— START Text shown —
James Bond fans know that 007 was smitten with Vesper Lynd in Casino Royale and named a drink after her. While the Vesper can be ordered elsewhere, we’re confident that Harvard & Highland’s version shows up other iterations. Starring locally produced Boyd & Blair potato vodka, the martini also includes Bluecoat gin, Kina Lillet and a single lemon peel, in keeping with the original recipe. Order it if you prefer strong drinks. —KM

(220 N. Highland Ave., East Liberty; 412/363-7675,

Mint Julep
at Kelly’s Bar & Lounge

There’s a beauty to roughing it through a brutally hot summer day — especially if you have a beverage that’s cold and flavorful enough to make you forget the heat. With plenty of crushed mint and your favorite bourbon (we recommend Maker’s Mark), Kelly’s mint julep is an ideal summer companion. When night falls, head to Kelly’s back porch and fully embrace your ice-cold julep — right down to the bourbon-soaked mint sprig. —KB

(6012 Penn Circle South, East Liberty; 412/363-6012)
— END Text shown —
_Required work_
a - In the drink reviews, repeat the stretch from "(220 N. Highland" through "East Liberty; 412/363-6012)" word for word.
b - Using the drink reviews, list every ingredient in the Harvard & Highland Vesper.
— START Material shown —
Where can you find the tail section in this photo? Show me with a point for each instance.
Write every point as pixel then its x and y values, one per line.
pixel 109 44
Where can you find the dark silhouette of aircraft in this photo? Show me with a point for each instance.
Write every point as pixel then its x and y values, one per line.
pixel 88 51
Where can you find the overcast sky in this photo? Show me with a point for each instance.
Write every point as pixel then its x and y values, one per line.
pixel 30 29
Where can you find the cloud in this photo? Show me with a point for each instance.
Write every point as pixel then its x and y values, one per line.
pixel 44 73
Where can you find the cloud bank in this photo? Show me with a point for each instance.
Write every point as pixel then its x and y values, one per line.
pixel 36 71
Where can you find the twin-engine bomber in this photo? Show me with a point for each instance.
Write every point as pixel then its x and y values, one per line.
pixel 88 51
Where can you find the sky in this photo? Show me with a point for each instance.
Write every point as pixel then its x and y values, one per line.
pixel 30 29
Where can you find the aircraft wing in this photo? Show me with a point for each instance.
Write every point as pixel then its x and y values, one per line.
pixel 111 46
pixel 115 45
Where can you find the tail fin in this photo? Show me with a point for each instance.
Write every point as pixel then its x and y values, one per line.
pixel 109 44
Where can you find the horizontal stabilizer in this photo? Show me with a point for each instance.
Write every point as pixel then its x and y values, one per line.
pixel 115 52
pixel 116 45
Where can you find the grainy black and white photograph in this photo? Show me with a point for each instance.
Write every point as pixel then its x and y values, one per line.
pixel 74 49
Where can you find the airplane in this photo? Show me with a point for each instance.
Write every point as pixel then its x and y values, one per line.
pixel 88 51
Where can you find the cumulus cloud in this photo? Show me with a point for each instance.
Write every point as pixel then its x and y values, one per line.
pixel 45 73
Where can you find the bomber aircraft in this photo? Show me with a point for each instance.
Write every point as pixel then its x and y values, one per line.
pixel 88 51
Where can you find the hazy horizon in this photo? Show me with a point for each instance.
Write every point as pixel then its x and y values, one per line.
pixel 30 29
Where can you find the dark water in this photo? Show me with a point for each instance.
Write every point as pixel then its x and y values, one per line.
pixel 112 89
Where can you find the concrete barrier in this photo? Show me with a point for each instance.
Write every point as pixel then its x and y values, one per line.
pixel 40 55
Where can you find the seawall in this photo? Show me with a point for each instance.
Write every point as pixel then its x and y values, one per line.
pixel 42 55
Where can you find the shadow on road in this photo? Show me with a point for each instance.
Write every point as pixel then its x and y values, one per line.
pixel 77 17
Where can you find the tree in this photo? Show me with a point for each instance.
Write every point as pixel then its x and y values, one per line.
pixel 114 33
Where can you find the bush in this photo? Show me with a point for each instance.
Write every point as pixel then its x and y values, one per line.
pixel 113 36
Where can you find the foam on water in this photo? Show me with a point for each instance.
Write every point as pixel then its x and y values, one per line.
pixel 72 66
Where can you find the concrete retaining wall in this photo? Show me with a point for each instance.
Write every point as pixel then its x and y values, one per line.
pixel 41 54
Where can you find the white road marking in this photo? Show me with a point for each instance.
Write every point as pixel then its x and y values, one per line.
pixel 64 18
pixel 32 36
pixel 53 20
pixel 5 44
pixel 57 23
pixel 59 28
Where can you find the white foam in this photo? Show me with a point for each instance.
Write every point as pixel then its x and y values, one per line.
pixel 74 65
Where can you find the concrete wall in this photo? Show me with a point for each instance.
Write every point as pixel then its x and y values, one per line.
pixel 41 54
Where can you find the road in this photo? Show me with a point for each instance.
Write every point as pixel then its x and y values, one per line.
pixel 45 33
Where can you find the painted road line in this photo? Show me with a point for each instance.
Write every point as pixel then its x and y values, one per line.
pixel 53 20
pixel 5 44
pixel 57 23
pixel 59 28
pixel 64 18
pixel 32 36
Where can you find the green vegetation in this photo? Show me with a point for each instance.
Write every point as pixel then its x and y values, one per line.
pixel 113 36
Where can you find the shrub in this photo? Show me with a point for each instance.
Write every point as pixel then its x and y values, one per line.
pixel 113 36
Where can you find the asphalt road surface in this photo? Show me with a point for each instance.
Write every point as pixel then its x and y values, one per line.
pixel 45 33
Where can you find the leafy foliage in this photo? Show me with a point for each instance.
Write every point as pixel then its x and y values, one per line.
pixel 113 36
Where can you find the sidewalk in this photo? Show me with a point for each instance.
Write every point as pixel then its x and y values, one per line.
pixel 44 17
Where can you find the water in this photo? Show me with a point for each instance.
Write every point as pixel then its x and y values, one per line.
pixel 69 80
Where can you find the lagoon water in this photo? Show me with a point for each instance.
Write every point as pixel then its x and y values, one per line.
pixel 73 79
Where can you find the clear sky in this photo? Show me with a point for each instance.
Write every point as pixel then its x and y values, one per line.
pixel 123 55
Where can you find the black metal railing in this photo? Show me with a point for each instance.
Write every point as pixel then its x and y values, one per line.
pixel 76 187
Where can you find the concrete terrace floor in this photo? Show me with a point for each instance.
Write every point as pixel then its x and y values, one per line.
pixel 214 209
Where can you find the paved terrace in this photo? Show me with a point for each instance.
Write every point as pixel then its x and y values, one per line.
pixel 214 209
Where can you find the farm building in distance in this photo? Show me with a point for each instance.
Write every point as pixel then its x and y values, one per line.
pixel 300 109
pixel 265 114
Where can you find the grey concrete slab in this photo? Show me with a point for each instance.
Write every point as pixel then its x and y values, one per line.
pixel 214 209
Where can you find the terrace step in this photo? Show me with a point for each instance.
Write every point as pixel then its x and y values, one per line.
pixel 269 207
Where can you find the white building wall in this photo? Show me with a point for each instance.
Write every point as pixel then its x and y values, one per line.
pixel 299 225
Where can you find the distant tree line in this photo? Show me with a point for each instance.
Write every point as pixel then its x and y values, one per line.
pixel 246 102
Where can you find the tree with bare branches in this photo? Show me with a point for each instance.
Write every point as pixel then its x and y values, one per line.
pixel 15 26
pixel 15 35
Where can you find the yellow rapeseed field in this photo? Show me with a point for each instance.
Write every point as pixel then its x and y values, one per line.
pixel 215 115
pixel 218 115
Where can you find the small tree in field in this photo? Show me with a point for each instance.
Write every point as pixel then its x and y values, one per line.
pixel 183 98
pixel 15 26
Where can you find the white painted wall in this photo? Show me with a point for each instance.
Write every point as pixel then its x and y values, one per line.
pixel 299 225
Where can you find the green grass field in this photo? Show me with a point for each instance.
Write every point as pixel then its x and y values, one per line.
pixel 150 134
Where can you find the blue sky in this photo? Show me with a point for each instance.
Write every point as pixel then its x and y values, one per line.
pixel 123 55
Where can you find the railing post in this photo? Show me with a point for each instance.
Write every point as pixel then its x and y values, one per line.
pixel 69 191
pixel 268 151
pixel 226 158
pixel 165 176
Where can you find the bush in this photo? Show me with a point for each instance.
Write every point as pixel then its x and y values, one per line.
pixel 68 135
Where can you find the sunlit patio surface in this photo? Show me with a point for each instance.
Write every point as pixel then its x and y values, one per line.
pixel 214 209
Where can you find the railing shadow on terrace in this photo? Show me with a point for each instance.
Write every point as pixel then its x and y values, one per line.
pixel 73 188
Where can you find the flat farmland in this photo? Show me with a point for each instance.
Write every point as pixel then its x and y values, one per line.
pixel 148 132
— END Material shown —
_Final results_
a -
(220 N. Highland Ave., East Liberty; 412/363-7675,

Mint Julep
at Kelly’s Bar & Lounge

There’s a beauty to roughing it through a brutally hot summer day — especially if you have a beverage that’s cold and flavorful enough to make you forget the heat. With plenty of crushed mint and your favorite bourbon (we recommend Maker’s Mark), Kelly’s mint julep is an ideal summer companion. When night falls, head to Kelly’s back porch and fully embrace your ice-cold julep — right down to the bourbon-soaked mint sprig. —KB

(6012 Penn Circle South, East Liberty; 412/363-6012)

b -
- Boyd & Blair potato vodka
- Bluecoat gin
- Kina Lillet
- A single lemon peel